Directions for this task
Rewrite everything from the start of the lines below down to the line containing "top-left (47, 288), bottom-right (127, 344)", putting "person's" in place of "woman's" and keeping the rest as it is. Return only those lines, and leave the pictures out.

Exercise inputs
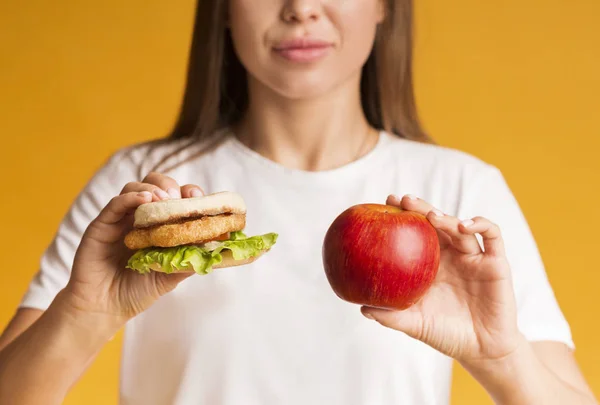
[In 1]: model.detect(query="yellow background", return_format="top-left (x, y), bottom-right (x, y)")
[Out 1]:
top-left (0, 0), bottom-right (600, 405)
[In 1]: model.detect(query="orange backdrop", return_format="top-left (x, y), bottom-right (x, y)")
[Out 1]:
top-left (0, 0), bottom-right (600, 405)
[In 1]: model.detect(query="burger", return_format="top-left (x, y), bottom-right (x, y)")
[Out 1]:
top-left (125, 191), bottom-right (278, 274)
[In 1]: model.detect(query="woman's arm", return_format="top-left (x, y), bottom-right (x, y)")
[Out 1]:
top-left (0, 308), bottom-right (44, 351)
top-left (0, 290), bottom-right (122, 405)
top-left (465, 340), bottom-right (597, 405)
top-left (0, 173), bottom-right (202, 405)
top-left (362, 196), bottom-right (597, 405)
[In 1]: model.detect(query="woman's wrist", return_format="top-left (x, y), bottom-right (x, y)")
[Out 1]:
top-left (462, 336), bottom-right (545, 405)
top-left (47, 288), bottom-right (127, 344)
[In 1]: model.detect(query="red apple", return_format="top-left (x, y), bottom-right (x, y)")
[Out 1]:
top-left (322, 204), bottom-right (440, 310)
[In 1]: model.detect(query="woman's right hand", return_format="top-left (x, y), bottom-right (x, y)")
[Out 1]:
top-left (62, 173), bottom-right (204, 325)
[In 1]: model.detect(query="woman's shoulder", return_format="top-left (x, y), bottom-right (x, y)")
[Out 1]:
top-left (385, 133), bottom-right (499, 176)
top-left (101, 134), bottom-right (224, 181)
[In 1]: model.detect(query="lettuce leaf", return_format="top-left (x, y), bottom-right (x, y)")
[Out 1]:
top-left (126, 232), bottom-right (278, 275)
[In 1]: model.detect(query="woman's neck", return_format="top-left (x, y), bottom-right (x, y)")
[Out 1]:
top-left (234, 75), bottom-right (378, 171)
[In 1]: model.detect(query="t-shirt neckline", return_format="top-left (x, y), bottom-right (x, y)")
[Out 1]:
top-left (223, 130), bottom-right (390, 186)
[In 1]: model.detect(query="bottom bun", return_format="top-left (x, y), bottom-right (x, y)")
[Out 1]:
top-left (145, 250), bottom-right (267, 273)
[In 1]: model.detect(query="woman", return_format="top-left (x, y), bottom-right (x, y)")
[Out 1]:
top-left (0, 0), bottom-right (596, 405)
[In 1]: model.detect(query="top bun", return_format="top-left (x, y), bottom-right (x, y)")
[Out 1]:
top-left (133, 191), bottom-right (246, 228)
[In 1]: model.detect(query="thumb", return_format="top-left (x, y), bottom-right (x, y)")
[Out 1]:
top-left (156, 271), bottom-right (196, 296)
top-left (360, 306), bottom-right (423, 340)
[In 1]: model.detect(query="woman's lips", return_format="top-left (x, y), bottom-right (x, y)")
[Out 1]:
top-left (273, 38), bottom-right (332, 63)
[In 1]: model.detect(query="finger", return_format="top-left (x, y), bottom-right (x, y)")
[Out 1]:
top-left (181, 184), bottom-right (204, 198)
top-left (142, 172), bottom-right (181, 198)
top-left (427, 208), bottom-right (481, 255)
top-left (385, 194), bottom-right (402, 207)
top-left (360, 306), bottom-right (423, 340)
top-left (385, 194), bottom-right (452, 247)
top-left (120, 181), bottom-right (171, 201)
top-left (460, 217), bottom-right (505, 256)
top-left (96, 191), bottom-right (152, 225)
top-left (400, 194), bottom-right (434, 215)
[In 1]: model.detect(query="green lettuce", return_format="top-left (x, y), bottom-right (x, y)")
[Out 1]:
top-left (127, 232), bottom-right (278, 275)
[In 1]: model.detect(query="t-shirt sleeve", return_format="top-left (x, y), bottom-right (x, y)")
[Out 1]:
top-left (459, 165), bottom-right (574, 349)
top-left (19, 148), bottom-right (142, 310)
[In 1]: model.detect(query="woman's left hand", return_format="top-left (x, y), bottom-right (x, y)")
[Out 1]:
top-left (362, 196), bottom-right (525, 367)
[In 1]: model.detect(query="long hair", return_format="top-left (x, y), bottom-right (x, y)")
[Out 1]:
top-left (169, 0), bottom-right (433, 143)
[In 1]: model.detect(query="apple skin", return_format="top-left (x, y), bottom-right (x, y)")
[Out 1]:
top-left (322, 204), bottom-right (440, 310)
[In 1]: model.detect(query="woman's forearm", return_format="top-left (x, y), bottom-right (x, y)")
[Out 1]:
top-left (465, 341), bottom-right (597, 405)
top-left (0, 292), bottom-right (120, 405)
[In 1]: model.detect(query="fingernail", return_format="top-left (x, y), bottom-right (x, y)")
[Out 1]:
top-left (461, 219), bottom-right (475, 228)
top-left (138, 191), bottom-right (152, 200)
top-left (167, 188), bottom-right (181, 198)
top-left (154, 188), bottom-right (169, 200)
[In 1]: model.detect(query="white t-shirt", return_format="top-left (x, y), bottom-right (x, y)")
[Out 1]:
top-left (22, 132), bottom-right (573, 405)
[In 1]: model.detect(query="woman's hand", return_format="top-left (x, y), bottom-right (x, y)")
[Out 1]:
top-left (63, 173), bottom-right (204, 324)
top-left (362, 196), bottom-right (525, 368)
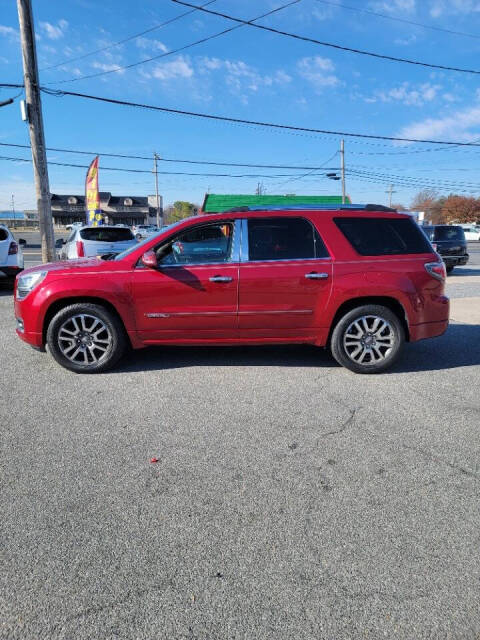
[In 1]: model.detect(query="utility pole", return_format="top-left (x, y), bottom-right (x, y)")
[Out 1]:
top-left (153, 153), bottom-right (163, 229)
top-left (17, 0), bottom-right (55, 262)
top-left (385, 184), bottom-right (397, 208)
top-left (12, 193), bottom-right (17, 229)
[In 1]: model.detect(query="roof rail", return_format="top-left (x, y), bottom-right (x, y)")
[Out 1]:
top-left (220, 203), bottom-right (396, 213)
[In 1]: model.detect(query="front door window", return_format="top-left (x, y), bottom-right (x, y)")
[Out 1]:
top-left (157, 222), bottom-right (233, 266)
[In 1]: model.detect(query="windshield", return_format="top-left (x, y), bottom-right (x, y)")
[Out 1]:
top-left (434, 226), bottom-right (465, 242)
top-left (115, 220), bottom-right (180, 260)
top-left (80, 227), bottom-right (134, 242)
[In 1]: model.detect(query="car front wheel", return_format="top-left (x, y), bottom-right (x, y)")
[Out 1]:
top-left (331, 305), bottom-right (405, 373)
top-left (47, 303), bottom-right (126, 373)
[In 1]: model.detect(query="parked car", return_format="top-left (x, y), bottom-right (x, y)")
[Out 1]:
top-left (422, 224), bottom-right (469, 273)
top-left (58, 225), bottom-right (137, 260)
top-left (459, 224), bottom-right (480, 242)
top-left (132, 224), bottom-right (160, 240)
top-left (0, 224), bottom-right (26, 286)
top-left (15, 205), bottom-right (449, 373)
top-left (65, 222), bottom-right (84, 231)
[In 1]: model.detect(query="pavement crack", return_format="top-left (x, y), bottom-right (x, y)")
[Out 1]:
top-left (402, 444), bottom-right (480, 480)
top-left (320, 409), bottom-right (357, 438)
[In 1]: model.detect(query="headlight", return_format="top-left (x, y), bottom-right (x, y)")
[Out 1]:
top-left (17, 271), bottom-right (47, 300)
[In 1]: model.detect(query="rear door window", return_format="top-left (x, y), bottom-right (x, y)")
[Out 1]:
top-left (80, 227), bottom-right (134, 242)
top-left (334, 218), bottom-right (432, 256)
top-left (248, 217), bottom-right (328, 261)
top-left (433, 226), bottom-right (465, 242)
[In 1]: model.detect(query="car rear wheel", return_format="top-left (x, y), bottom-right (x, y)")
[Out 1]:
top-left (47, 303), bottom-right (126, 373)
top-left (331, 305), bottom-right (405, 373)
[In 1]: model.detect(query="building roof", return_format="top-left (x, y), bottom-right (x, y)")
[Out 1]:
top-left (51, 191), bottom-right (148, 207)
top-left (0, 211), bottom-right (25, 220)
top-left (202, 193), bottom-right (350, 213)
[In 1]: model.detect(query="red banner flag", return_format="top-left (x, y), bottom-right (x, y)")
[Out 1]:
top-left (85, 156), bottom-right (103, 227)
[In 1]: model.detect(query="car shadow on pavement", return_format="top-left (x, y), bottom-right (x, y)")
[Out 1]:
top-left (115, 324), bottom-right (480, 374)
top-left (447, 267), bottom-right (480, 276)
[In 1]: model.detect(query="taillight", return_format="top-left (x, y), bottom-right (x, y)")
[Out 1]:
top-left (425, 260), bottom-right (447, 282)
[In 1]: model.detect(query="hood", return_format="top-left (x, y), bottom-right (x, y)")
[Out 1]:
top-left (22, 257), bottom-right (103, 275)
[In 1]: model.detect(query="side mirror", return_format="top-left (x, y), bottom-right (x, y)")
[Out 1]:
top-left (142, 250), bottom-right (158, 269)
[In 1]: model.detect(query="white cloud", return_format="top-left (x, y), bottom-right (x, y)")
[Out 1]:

Answer to the problem
[In 1]: model.detect(query="yellow background", return_format="top-left (x, y), bottom-right (x, y)")
[Out 1]:
top-left (0, 0), bottom-right (600, 405)
[In 1]: model.detect(query="orange backdrop", return_format="top-left (x, y), bottom-right (x, y)")
[Out 1]:
top-left (0, 0), bottom-right (600, 405)
[In 1]: model.detect(query="burger", return_format="top-left (x, y), bottom-right (x, y)")
[Out 1]:
top-left (125, 191), bottom-right (278, 274)
[In 1]: model.detect(query="person's arm", return_format="top-left (x, y), bottom-right (x, y)")
[Out 1]:
top-left (0, 308), bottom-right (44, 351)
top-left (0, 290), bottom-right (122, 405)
top-left (465, 340), bottom-right (597, 405)
top-left (0, 173), bottom-right (202, 405)
top-left (362, 196), bottom-right (597, 405)
[In 1]: model.detect(query="person's wrist", return_format="top-left (x, y), bottom-right (x, y)")
[Out 1]:
top-left (462, 336), bottom-right (545, 405)
top-left (47, 288), bottom-right (127, 344)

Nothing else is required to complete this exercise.